Kutipan Teks:
Kota Ende di Pulau Flores, Nusa Tenggara Timur (NTT), Indonesia yang dikenal saat ini memiliki rekam jejak dan sejarah yang panjang. Dalam buku sejarah Kota Ende yang ditulis F.X Soenaryo, dkk di halaman 29 menyebutkan bahwa kata Ende diperkirakan berasal dari kata cindai. Dalam kamus disebutkan cindai adalah nama kain sutera yang berbunga-bunga. Pendapat lain mengatakan kemungkinan Ende berasal dari kata Cinde, yaitu nama sejenis ular sawa. Sawa adalah ular yang agak besar (pyton) di antaranya Sawa Rendem, Sawa Batu dan Sawa Cindai. Jadi ular Sawa Cindai ialah ular yang kulitnya berbunga bunga seperti warna cndai.
Menurut cerita yang ada di daerah Kota Jogo, Kinde dan Wewa Ria yaitu wilayah Mautenda di sana banyak ular sawa yang disebut Sawa Lero atau Python reticulatus. Ular ini disamakan dengan Sawa Cindai. Jadi pada awalnya penduduk setempat hanya mengenal Sawa Lero, kemudian orang-orang Melayu dan pendatang dari Goa, Makassar, Bajo, Bima menyebut Sawa Cindai sesuai dengan nama yang mereka kenal di daerah asalnya.
Lama kelamaan penduduk juga menyebut Sawo Lero itu Sawa Cindai. Berdasarkan cerita lisan dikatakan bahwa di masa lampau disebutkan ada ular ajaib di Gunung Meja atau Gunung Pui dan di Nusa Cilik yaitu Nusa Songo di Nusa Eru Mbinge. Di sekitar Kaburia, nama tempat, nama Ciendeh, Cinde, Kinde, dan Sinde seperti : Pulau Ciendeh, Tanjung Ciendeh dan Pelabuhan Ciende (Schetskaart van de Onderafdeeling Endeh,1918)

Daftar Baris:

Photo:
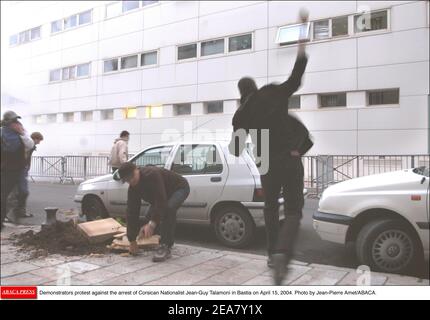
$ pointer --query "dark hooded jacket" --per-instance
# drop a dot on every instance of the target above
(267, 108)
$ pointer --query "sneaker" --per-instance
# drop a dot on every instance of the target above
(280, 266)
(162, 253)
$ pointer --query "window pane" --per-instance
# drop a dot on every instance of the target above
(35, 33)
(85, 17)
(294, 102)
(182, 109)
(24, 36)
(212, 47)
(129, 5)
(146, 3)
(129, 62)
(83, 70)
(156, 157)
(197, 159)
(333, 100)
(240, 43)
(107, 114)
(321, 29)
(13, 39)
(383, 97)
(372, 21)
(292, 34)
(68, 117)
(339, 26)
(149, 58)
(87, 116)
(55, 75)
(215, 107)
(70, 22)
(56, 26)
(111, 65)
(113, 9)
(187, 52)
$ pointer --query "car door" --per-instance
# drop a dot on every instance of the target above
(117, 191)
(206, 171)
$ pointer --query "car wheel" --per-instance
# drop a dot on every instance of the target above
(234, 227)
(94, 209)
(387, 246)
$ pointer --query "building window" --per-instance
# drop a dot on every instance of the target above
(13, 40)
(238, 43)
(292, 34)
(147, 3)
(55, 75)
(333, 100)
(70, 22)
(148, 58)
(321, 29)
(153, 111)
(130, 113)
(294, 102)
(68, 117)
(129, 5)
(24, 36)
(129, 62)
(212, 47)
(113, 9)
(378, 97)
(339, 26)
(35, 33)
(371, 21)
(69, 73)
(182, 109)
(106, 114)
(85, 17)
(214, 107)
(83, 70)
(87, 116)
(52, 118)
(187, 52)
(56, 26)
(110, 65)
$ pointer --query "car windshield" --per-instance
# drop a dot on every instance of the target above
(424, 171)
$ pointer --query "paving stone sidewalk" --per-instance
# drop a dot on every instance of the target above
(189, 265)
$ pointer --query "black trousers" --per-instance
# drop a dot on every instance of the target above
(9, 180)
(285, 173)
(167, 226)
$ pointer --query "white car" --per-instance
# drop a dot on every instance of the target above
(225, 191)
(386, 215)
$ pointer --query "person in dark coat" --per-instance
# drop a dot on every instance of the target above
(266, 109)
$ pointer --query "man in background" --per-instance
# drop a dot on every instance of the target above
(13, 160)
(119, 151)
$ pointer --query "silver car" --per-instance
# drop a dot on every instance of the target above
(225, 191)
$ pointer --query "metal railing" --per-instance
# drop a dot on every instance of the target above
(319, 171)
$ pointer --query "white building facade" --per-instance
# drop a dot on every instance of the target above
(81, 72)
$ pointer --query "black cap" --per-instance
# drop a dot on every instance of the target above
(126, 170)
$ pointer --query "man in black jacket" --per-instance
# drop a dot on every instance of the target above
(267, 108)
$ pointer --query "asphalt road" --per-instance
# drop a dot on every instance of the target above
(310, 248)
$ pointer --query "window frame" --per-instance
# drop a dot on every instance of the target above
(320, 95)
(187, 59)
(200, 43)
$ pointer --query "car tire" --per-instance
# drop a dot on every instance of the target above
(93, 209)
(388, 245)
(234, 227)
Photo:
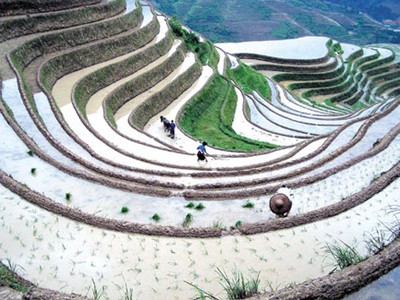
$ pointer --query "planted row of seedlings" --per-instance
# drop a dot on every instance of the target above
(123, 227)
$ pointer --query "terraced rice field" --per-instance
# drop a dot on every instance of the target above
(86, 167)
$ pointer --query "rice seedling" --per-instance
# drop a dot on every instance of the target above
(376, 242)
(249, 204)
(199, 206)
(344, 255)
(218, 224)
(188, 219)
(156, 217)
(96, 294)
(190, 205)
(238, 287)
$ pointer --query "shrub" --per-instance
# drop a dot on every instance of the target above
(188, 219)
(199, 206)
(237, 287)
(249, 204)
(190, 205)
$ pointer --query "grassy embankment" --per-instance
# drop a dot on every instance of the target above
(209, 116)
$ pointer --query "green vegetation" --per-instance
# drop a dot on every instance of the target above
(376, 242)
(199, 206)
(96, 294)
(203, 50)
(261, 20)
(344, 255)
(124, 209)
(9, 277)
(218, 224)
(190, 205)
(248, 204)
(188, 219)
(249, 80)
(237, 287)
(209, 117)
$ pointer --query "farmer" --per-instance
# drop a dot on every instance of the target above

Soal Latihan 1: Salin kembali bagian kutipan tentang asal-usul nama Ende yang dibuka dengan kata-kata "Menurut cerita yang" dan ditutup dengan "de Onderafdeeling Endeh,1918)", dengan mengganti "Sawa Lero" menjadi "Sanca Lero".
Soal Latihan 2:
Jawablah pertanyaan berikut berdasarkan kutipan tentang asal-usul nama Ende.
(a) Menurut kamus, apakah cindai itu?
(b) Apa nama ilmiah ular Sawa Lero?
(c) Apa nama lain Gunung Meja?

Kunci Jawaban 1:
Menurut cerita yang ada di daerah Kota Jogo, Kinde dan Wewa Ria yaitu wilayah Mautenda di sana banyak ular sawa yang disebut Sanca Lero atau Python reticulatus. Ular ini disamakan dengan Sawa Cindai. Jadi pada awalnya penduduk setempat hanya mengenal Sanca Lero, kemudian orang-orang Melayu dan pendatang dari Goa, Makassar, Bajo, Bima menyebut Sawa Cindai sesuai dengan nama yang mereka kenal di daerah asalnya.
Lama kelamaan penduduk juga menyebut Sawo Lero itu Sawa Cindai. Berdasarkan cerita lisan dikatakan bahwa di masa lampau disebutkan ada ular ajaib di Gunung Meja atau Gunung Pui dan di Nusa Cilik yaitu Nusa Songo di Nusa Eru Mbinge. Di sekitar Kaburia, nama tempat, nama Ciendeh, Cinde, Kinde, dan Sinde seperti : Pulau Ciendeh, Tanjung Ciendeh dan Pelabuhan Ciende (Schetskaart van de Onderafdeeling Endeh,1918)

Kunci Jawaban 2:
(a) Nama kain sutera yang berbunga-bunga.
(b) Python reticulatus.
(c) Gunung Pui.